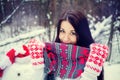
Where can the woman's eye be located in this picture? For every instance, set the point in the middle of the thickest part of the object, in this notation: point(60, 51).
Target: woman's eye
point(61, 30)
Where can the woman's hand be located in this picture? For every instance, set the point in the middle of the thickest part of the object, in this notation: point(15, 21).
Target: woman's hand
point(35, 47)
point(97, 56)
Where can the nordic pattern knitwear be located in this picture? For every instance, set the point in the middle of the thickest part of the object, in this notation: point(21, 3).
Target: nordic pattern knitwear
point(65, 60)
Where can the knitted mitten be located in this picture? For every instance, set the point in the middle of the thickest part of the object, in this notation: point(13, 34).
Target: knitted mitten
point(94, 64)
point(9, 58)
point(36, 51)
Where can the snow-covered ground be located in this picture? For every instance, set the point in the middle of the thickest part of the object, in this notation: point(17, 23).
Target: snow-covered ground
point(111, 71)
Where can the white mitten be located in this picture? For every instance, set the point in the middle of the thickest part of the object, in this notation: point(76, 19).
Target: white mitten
point(97, 56)
point(35, 47)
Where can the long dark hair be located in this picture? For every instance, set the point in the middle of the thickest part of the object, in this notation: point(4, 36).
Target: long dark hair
point(80, 24)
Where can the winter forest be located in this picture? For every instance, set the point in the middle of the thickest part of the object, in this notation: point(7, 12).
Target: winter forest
point(21, 20)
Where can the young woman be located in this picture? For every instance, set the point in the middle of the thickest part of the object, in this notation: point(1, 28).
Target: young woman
point(73, 29)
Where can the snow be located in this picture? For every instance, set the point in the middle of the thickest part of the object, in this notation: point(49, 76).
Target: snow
point(111, 71)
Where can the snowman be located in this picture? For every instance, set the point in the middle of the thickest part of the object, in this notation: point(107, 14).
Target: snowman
point(23, 64)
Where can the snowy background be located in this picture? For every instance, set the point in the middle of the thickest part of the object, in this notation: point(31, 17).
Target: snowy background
point(25, 20)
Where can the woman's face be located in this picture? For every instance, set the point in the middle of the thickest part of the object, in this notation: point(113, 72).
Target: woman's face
point(67, 33)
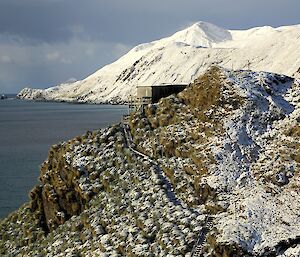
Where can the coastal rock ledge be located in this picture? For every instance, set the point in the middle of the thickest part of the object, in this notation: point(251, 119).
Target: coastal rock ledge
point(211, 171)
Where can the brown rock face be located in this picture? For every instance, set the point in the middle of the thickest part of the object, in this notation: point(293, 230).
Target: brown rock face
point(59, 197)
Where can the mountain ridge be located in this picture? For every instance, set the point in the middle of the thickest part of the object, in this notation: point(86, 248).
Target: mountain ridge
point(180, 58)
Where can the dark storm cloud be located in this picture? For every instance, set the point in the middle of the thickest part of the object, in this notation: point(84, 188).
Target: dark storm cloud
point(44, 42)
point(133, 21)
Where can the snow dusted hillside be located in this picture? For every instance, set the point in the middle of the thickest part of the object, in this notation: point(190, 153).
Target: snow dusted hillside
point(181, 58)
point(217, 173)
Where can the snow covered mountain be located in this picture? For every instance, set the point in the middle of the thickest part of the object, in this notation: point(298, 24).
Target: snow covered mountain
point(181, 58)
point(211, 171)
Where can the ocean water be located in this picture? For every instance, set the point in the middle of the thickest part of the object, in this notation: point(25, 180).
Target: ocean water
point(28, 129)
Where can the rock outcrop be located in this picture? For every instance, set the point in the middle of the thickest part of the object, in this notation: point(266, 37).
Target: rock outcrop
point(225, 150)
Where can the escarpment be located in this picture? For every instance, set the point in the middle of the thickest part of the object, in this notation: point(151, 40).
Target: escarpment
point(213, 170)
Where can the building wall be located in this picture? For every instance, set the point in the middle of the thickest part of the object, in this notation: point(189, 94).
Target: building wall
point(159, 92)
point(144, 92)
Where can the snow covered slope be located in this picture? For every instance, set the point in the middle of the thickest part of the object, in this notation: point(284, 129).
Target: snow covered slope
point(181, 58)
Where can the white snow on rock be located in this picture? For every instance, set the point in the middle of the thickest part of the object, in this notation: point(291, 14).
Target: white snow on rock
point(181, 58)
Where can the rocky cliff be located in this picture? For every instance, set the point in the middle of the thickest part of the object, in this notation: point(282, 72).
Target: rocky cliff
point(212, 171)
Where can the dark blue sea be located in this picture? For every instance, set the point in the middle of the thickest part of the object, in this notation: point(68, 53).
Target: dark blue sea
point(28, 129)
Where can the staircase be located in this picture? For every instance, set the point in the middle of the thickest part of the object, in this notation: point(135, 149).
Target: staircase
point(198, 247)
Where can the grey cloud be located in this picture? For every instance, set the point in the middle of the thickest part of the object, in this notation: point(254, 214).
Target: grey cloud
point(44, 42)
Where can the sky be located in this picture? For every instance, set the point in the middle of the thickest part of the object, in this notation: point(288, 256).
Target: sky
point(47, 42)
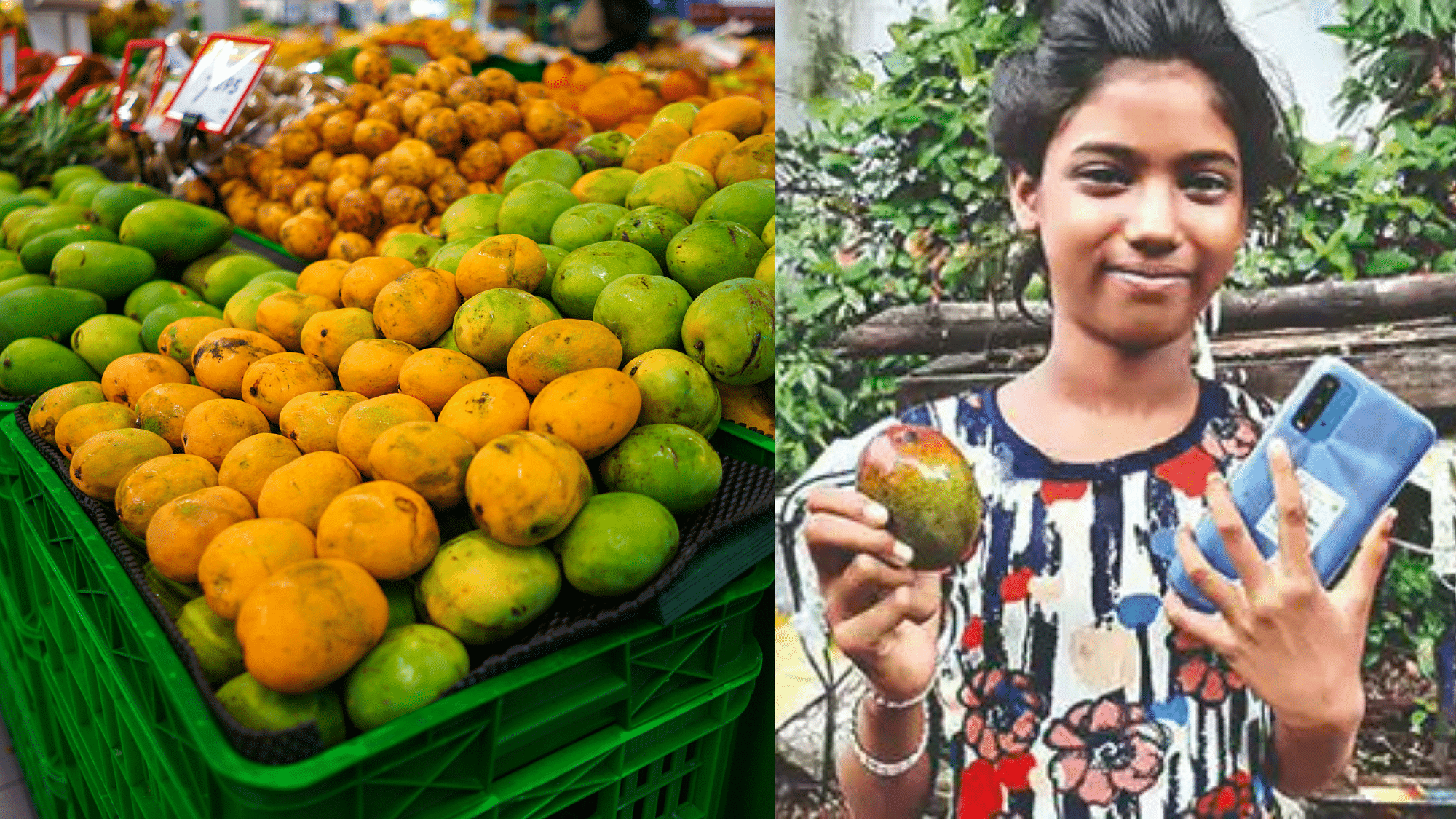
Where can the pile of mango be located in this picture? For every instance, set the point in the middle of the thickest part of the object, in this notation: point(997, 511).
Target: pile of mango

◆ ◆ ◆

▶ Exercise aim: Every line of the material above that includes the string "pile" is required.

▶ Reply to the exercise:
Where can the pile of mango be located in this picture? For every instance, set the point in the middle of the thickest part of the object, in this notation: point(997, 511).
Target: pile of mango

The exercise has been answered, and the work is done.